[WHAT IS NEEDED]
Working from the records below, repeat exactly the lines starting at the line that contains "Put a point on every instance of the black and" and ending at the line that contains "Put a point on every instance of the small", inclusive.

[Dataset entries]

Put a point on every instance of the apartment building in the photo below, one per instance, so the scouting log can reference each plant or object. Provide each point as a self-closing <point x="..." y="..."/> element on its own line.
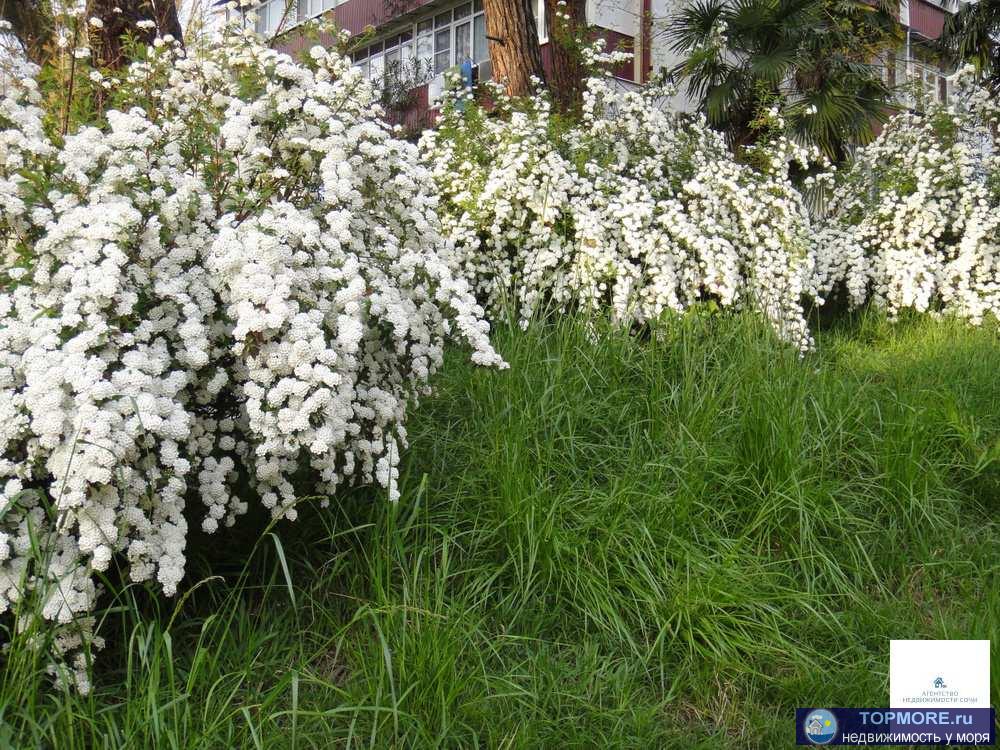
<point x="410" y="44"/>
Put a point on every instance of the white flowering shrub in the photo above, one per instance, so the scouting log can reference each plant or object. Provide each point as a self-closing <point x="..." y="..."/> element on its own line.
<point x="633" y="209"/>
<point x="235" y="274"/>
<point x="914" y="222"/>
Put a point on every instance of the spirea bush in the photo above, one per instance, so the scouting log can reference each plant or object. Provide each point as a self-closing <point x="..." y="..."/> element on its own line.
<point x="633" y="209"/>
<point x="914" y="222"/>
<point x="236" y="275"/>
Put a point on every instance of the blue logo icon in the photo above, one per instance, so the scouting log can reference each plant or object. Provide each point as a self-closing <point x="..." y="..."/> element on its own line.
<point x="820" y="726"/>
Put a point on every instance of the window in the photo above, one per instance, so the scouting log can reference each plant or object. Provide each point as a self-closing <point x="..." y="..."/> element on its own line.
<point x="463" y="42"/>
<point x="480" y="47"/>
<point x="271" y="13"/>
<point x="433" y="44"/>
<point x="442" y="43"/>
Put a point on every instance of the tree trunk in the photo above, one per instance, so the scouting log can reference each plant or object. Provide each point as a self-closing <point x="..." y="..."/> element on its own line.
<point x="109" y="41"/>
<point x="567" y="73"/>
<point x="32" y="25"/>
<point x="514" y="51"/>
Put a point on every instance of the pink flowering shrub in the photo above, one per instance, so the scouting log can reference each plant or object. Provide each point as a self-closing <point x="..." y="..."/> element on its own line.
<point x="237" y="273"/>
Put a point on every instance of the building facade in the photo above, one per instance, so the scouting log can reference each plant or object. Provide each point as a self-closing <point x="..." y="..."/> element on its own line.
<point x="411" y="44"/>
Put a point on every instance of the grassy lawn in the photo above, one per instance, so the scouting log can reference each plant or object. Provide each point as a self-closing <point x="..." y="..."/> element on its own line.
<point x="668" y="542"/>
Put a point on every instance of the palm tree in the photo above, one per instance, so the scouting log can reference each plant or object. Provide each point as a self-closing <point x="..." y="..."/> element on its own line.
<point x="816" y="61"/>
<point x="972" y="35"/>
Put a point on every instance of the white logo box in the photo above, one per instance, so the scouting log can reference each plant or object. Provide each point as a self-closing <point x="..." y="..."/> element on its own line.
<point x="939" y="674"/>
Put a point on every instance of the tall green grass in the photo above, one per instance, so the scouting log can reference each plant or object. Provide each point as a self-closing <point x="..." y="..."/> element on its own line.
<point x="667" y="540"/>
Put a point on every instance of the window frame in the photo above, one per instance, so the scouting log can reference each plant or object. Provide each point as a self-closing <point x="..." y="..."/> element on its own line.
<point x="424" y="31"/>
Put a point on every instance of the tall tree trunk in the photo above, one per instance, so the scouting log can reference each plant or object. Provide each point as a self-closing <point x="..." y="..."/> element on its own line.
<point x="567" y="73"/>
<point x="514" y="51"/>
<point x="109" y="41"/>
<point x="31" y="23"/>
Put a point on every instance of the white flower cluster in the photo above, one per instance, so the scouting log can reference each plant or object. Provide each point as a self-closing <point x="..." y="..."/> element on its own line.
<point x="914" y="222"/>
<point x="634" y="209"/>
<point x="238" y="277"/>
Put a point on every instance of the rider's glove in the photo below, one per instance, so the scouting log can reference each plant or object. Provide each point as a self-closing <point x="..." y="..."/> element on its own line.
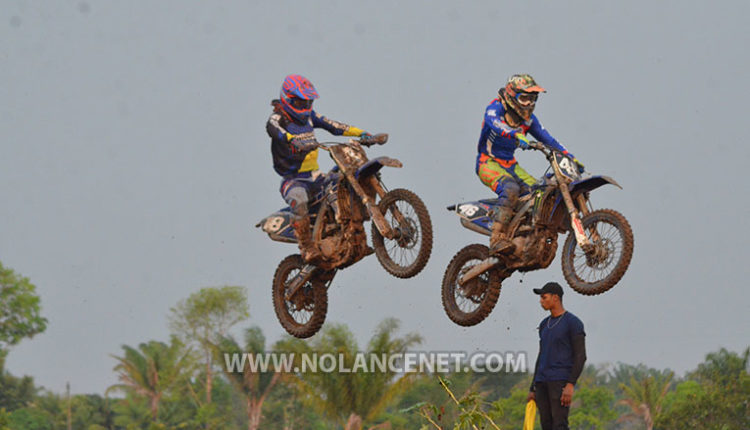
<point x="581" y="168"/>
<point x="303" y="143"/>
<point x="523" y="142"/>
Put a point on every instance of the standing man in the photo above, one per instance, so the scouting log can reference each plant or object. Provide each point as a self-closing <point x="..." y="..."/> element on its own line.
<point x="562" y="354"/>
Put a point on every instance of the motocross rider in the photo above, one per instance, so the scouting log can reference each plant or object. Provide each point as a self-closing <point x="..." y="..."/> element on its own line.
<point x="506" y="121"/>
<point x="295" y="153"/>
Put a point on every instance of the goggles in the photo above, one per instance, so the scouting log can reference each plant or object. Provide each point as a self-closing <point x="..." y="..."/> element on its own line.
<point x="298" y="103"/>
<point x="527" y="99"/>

* * *

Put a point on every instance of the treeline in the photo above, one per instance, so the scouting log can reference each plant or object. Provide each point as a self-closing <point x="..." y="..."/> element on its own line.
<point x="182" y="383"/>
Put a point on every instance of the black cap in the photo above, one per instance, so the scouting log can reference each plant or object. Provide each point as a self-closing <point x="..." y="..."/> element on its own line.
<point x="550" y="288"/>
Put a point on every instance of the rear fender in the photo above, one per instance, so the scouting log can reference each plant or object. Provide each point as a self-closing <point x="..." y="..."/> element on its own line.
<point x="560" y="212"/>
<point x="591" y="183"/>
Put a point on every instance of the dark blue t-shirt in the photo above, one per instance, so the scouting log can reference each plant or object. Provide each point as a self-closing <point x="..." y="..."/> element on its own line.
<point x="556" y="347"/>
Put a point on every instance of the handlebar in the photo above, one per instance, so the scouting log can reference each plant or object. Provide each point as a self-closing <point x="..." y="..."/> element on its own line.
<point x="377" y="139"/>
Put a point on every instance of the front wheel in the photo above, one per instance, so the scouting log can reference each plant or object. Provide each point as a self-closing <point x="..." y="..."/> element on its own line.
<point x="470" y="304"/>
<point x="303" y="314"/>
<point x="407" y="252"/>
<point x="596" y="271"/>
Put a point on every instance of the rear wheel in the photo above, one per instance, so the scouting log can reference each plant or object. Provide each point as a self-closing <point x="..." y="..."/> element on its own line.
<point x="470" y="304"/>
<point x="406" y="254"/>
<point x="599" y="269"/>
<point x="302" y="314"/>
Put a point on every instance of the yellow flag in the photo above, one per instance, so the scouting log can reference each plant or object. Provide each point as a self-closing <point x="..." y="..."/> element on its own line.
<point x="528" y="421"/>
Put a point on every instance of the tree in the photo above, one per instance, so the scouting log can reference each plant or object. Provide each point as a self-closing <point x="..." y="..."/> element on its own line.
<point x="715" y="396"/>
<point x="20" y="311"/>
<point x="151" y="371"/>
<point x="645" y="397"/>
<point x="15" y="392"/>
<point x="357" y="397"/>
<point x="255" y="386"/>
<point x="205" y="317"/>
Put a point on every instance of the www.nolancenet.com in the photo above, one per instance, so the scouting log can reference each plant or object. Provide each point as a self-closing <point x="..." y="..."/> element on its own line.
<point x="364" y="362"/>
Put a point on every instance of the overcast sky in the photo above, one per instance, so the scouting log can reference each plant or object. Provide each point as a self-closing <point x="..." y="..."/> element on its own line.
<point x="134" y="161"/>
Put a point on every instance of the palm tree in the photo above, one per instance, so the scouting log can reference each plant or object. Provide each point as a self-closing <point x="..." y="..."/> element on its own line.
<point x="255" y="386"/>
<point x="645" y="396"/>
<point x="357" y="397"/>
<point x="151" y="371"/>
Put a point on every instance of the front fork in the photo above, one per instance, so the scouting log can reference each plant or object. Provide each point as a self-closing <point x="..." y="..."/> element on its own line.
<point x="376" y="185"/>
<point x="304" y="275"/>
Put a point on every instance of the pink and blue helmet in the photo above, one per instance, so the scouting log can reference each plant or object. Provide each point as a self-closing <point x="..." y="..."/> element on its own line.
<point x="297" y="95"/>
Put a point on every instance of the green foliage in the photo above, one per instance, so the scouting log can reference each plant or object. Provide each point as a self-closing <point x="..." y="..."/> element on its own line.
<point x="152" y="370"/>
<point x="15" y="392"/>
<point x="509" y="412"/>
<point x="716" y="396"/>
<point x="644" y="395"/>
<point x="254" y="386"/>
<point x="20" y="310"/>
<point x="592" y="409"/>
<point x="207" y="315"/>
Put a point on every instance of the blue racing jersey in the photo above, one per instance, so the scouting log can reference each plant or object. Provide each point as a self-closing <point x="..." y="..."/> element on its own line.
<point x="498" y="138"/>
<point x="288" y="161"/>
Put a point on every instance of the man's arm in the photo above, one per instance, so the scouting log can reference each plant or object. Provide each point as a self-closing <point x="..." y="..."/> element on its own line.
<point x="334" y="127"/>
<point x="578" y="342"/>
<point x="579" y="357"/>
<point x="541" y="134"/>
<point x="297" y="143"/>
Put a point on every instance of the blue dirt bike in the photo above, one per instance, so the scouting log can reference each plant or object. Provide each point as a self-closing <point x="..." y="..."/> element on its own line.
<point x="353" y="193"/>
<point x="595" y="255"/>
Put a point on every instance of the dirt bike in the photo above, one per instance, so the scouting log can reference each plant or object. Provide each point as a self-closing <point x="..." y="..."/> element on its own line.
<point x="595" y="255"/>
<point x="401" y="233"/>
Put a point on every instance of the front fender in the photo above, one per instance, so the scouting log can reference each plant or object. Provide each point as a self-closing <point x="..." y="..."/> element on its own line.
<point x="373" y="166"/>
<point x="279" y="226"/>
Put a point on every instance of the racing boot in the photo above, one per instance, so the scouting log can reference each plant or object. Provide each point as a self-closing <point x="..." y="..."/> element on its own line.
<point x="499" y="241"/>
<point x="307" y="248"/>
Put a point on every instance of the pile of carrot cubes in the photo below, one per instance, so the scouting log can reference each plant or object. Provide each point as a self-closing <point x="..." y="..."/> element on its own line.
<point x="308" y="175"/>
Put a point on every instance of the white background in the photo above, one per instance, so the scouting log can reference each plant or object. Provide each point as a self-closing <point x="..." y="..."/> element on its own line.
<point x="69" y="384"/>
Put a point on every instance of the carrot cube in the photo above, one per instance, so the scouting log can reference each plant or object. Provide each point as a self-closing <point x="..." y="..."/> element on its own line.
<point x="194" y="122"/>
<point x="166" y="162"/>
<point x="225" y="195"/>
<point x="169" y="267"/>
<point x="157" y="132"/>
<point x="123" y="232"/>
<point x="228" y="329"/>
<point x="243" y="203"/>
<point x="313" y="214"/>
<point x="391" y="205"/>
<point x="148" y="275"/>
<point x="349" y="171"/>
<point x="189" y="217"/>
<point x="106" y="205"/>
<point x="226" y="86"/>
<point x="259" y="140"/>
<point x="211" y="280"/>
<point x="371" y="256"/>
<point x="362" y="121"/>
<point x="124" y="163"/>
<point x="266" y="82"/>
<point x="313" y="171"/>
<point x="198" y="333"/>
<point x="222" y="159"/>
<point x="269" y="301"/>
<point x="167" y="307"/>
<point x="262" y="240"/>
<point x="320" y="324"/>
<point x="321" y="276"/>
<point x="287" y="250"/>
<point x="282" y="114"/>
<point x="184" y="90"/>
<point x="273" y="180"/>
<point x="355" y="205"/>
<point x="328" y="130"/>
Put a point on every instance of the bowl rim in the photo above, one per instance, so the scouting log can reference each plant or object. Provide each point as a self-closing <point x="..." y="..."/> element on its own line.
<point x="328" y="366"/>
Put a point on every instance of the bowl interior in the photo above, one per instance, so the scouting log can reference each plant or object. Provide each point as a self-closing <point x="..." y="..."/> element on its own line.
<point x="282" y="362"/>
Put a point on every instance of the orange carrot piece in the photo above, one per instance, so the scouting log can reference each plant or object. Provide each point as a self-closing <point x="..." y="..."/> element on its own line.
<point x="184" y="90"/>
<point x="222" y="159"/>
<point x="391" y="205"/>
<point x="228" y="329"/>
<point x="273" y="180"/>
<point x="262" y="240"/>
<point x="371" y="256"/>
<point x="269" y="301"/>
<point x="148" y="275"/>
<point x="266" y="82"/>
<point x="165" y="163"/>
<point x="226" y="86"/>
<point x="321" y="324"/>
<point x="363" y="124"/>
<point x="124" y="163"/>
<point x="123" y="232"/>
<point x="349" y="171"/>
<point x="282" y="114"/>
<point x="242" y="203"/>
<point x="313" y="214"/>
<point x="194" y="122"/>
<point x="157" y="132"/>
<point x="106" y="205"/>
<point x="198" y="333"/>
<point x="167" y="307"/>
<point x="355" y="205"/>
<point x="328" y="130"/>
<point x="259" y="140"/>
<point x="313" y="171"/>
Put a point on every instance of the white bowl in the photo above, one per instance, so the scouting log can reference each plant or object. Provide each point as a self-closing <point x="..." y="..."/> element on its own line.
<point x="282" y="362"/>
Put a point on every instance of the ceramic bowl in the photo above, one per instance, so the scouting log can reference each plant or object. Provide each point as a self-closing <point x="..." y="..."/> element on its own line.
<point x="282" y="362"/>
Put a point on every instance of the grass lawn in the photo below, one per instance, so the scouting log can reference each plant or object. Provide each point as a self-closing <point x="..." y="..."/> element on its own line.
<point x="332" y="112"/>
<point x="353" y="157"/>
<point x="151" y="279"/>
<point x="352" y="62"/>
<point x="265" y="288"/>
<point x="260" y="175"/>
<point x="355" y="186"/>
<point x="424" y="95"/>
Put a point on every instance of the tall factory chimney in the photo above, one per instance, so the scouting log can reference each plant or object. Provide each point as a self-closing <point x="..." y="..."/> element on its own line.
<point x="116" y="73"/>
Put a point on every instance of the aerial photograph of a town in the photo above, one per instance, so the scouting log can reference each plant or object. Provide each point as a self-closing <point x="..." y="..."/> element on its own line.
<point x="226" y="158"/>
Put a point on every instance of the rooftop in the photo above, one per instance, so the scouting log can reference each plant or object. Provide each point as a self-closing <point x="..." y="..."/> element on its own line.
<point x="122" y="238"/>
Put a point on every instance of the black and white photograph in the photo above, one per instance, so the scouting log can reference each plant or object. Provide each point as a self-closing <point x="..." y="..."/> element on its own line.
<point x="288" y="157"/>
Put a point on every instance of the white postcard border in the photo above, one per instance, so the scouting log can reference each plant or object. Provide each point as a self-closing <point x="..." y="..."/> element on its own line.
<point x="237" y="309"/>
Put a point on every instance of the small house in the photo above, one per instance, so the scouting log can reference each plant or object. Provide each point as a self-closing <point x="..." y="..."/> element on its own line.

[ANSWER AREA]
Put a point on every instance of the black and white photograph in the photo above, one per instance, so the scouting log can reference each plant or object. Provide each point as a self-closing <point x="..." y="..."/> element on its own line.
<point x="288" y="157"/>
Put a point on every instance of the white postcard border in the photo above, one per instance, so the scouting log can reference each plant or object. Provide each point as a self-closing <point x="..." y="..."/> element on its own line.
<point x="237" y="309"/>
Put a point on every instance of the small house in the photo above, one per instance, so the scouting log can reference each plant or object. Provide each point as a self-closing <point x="..." y="..."/> element on its own line.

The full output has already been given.